#### DOCUMENT TEXT:

>> begin

# VAT Reclaim - Amtico or other fixed flooring?



## phope (Mar 26, 2006)

We've just moved into a new build house, and have had Amtico flooring fitted into a few rooms. I understand that as this forms a "fixed flooring" type, VAT can be reclaimed...which is nice 

Has anyone done this before? I'd ask the shop we bought it from, but we've burned our bridges with them due to really bad customer service (unrelated to the actual product) 

There is a claim form on the HMRC website for use by DIY builders for reclaiming VAT - http://customs.hmrc.gov.uk/channelsPort ... OD1_025223

I guess it's the same form we use, unless anyone knows different?

TIA

Peter


----------



## slg (May 6, 2005)

Did you build the house or purchase it from a builder?


----------



## phope (Mar 26, 2006)

Purchased from a builder - we got the flooring installed within 5-6 weeks of getting the keys

Shop said that didn't matter (at the time of placing the order), but after the hassle we've had with them, wouldn't surprise me if they are wrong


----------



## slg (May 6, 2005)

I don't think you can claim the vat back. If the builder had put it in, then he could have reclaimed the vat but not you as the owner. Similarly if you put a conservatory/extension on the property after taking the house then you would not be able to claim the vat but if the builder had put it on at the time of the build then he could have reclaimed the vat on materials, etc.


----------



## Hilly10 (Feb 4, 2004)

You have GOT to be VAT registered to claim VAT :wink:


----------



## slg (May 6, 2005)

Hilly10 said:


> You have GOT to be VAT registered to claim VAT :wink:


Unless you are a DIY Builder and are making a one off claim (which I think Peter was trying to do but can't as he is not the builder) within 3 months of the completed build. 
That's how I read the forms anyway but as I work for a developer & all our companies being vat registered we don't have that problem!


----------



## Hilly10 (Feb 4, 2004)

I here what you say its for Self Build people :wink:


----------



## joe1978 (Jul 15, 2003)

Me and a mate had this done when we bought our flats 4 years ago, saw a "friendly" interior place that dated the invoice before handover date and didn't charge me VAT on ALL flooring as it was a new build. 
I think the fact that you cannot rely on the supplier will probably scupper this.

joe


----------



## phope (Mar 26, 2006)

Thanks for all replies

The invoices we have are dated before the handover date of the property

I'll ask the local tax office in the next couple of days to confirm whether or not - couldn't get hold of them at all today, but i suspect you are right, and we can't get the VAT reclaimed

Suffice to say, the shop we used to get the carpets and flooring is a complete shambles at anything, other than phoning up for payment (very efficient at that part :roll: ) We refuse to have anything more to do with them anymore


----------



## John C (Jul 5, 2002)

Ohhh, Amtico! We wanted to lay this in our shower room. Any chance we could take a looky sometime? ;-)


----------



## fut1a (Dec 28, 2006)

If i can remember correctly, when I did my selb build last year these were the rules.

A self builder can claim vat back within six months of the completed build date, but you can only make a claim once. As you were not the self builder you will not be able to, also the builder would not be classed as self builder if he builds houses for a living.


----------



## jampott (Sep 6, 2003)

>> end

#### STATED PROBLEM A:
Answer these questions from the forum thread on reclaiming VAT for fixed flooring:
(i) How soon after getting the keys did phope have the flooring installed?
(ii) According to fut1a, within how many months of the completed build date can a self builder claim VAT back?
(iii) How many years ago did joe1978 buy the flats?
#### STATED PROBLEM B:
Transcribe the passage of the forum thread on reclaiming VAT for fixed flooring between "Thanks for all" and "(Jul 5, 2002)", inclusive.

#### ENTRIES SUPPLIED:
>> begin

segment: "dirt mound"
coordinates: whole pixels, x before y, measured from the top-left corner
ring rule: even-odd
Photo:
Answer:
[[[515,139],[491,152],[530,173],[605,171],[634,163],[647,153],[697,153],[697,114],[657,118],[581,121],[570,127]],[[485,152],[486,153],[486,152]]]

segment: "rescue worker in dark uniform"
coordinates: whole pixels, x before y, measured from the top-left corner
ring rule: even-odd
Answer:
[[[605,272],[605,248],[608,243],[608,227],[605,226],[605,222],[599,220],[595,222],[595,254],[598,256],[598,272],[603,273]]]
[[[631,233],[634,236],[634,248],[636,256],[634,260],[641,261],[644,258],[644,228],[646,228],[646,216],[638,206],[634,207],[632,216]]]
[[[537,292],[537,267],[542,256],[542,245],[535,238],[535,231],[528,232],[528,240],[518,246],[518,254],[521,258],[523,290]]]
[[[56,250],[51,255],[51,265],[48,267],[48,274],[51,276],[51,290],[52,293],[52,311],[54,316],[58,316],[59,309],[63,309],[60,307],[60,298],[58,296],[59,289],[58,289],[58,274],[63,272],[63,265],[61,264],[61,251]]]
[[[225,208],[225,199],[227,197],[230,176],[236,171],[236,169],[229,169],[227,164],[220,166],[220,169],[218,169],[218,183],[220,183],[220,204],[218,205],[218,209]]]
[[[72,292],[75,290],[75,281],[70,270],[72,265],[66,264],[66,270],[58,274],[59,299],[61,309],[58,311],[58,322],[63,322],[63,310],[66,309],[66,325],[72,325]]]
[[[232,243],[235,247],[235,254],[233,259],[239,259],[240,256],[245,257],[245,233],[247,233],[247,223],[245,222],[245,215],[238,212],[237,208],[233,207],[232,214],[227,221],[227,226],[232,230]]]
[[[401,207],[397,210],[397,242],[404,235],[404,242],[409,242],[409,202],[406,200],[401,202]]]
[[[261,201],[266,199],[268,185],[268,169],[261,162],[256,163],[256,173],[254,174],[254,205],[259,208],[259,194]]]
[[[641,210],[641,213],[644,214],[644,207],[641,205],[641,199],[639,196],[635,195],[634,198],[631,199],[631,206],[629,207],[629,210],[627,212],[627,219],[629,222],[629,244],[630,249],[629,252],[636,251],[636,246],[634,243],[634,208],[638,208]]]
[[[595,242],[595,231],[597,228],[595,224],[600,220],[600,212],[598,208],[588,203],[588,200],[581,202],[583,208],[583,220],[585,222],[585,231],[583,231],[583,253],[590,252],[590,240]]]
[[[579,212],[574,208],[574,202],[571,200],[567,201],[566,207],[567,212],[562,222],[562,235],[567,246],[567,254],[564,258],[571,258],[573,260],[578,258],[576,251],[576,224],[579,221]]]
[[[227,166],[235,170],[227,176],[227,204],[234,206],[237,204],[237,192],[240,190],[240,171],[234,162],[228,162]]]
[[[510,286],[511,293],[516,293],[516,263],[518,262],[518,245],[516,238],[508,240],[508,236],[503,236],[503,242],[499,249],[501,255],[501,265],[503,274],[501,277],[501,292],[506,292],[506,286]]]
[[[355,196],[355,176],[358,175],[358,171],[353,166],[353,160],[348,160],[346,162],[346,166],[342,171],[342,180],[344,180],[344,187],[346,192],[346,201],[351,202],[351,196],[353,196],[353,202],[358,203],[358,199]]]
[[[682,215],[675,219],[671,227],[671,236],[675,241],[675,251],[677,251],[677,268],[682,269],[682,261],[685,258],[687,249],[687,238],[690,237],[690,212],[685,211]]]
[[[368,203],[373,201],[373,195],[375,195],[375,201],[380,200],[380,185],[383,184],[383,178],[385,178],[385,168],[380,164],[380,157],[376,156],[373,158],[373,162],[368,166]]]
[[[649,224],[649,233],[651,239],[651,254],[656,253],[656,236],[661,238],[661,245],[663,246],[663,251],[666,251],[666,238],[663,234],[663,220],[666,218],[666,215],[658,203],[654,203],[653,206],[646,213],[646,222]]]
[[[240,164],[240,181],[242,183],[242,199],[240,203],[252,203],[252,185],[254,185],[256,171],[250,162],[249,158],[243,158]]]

>> end

#### WORKED ANSWER A:
(i) Within 5-6 weeks.
(ii) Six months.
(iii) Four years ago.

#### WORKED ANSWER B:
Thanks for all replies

The invoices we have are dated before the handover date of the property

I'll ask the local tax office in the next couple of days to confirm whether or not - couldn't get hold of them at all today, but i suspect you are right, and we can't get the VAT reclaimed

Suffice to say, the shop we used to get the carpets and flooring is a complete shambles at anything, other than phoning up for payment (very efficient at that part :roll: ) We refuse to have anything more to do with them anymore


----------



## John C (Jul 5, 2002)